The Bull Market Doesn't Care What We Think
The following is an excerpt from our weekly market update published to private clients on 5/13/26. Since that time the market has ripped higher and we've locked in gains of 24%, 36%, 46%, 62% and more on common shares (no options or leverage).
There are times when you need to dive deep into what is happening in the financial system/ economy and times when you need to keep things simple and focus on the trend. The markets are currently in the latter environment. Every major signal I track is in “risk on” mode and stocks are experiencing a near constant bid from buyers. Yes, there will be dips, but this is a bull market.
Now, I am not naïve. I am fully aware that there are numerous major issues in the financial system, specifically:
- The War in Iran continues, resulting in higher energy prices.
- Inflation is rebounding.
- The economy, particularly the lower 80% of incomes, are struggling.
However, from a purely market dynamic perspective stocks currently do NOT care about any of that.
Let me explain.
How the Markets REALLY Work and Why Trading is So Difficult
You have no doubt read numerous gurus talking about what matters most to stocks. Some people believe it is Fed policy. Others think it’s the economy. Others think it’s valuations. Etc.
The reality is that all these answers are correct… but only at specific times.
The stock market is a dynamic entity consisting of the actions of millions of people acting on billions if not trillions of pieces of information. In this context, what drives the market is constantly changing depending on what major issues grab the attention of the investment “herd.”
Sometimes stocks care about the economy. Other times they don’t. Sometimes they care about exogenous events (e.g. the War in Iran during March 2026), other times the markets move “past” those issues. Sometime stocks care about inflationary pressures. Other times they don’t.
And so on and so forth.
The most crucial item to understand to be an active trader is that it’s not what you think, but what the markets thinks that matters. And today the market “thinks” that the War in Iran, a rebound in inflation, and the K-shaped economy are non-issues.
Let’s dive in.
Stocks Are Looking Past the War in Iran, Rebound in Inflation, and a Weaker Consumer
As I write this, oil is over $100 per barrel. It has been there for two months now. This presents a MAJOR issue for the global economy as I’ve outlined here:
https://grahamsummersmba.substack.com/p/the-s-and-p-500-is-3-from-its-high
…and here:
https://grahamsummersmba.substack.com/p/the-market-smells-a-deal-heres-what
However, stocks currently either A) do not care about this anymore or B) are rallying based on inflation expectations (stocks are an inflation hedge). Whichever explanation you choose to believe, the fact is that as far as stocks are concerned, the War in Iran is a non-issue (for now).
You can see this clearly in the chart below. The S&P 500 (black line) actually bottomed BEFORE oil (blue line) began to decline in price. And since bottoming, the S&P 500 has staged a monster V-shaped rally while oil has been consolidating over $90 per barrel.
Frankly, I’m not sure what to make of this. It is obvious that higher oil prices will translate to economic disruptions (high prices, fuel shortages, potentially even food crises in some countries), but the S&P 500 doesn’t appear to think any of those consequences are significant. Perhaps some time later this year higher energy prices will become a problem for stocks, but for now, they are not.
Which brings me to issue #2 that the markets are ignoring: the threat of another round of inflation.

- **Given problem A**: Translate this sentence from the market commentary into Spanish: "Sometimes stocks care about the economy."

- **Source data**:
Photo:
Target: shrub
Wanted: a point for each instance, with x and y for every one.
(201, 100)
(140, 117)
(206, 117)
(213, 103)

- **Given problem B**: Arrange every line of the listing above as a Markdown table with the columns Row and Line, leaving out blank lines.

- **Task response A**: A veces a las acciones les importa la economía.

- **Task response B**:
| Row | Line |
|---|---|
| 1 | Photo: |
| 2 | Target: shrub |
| 3 | Wanted: a point for each instance, with x and y for every one. |
| 4 | (201, 100) |
| 5 | (140, 117) |
| 6 | (206, 117) |
| 7 | (213, 103) |